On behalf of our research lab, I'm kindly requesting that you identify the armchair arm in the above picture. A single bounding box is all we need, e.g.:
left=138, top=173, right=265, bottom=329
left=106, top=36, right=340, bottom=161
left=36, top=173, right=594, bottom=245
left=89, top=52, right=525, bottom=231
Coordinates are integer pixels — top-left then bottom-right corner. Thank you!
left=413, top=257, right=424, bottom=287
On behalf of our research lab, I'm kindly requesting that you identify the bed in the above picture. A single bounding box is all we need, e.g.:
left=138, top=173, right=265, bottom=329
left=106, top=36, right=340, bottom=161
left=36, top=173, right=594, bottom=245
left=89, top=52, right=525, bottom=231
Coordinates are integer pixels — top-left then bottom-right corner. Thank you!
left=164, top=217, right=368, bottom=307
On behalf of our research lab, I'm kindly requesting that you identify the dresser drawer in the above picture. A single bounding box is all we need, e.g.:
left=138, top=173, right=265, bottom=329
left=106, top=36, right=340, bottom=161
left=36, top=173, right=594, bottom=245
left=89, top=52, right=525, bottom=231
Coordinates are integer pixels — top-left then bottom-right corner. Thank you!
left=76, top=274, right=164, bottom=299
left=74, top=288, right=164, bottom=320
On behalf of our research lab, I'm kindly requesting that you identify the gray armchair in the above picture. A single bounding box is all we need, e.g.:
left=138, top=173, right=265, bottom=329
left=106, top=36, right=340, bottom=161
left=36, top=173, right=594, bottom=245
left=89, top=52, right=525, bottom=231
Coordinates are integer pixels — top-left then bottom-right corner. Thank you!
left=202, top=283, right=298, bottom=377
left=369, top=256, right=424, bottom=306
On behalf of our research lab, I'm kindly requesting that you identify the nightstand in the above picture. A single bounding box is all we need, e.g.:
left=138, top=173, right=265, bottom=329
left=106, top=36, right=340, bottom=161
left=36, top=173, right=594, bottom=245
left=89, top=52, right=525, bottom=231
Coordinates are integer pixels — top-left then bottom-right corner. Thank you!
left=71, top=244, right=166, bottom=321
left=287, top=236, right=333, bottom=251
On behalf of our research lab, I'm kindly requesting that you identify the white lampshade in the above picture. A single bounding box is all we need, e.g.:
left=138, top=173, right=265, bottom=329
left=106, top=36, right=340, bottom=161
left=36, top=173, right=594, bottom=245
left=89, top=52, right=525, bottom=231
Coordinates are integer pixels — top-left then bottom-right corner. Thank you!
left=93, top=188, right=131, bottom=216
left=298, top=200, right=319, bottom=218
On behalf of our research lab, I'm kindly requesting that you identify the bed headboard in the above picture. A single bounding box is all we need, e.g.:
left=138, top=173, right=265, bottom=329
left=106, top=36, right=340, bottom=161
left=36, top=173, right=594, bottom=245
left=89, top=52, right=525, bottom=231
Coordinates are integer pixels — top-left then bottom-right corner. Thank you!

Task to carry out -
Please render the items from the line that has "identify the nightstand" through the line that has "left=287, top=236, right=333, bottom=251" as a two-column CSV with the header text,answer and one row per item. Put each item's text and its answer in its own quoted field, with line breaks turned into spaces.

Solution for this task -
text,answer
"On behalf of our research lab, I'm kindly requesting that you identify the nightstand in the above picture. A single bounding box is all we need, e.g.: left=138, top=173, right=265, bottom=329 left=106, top=36, right=340, bottom=161 left=36, top=173, right=594, bottom=245 left=89, top=52, right=525, bottom=231 Coordinates are integer pixels — top-left then bottom-right corner. Thank you!","left=71, top=244, right=166, bottom=321 left=287, top=236, right=333, bottom=251"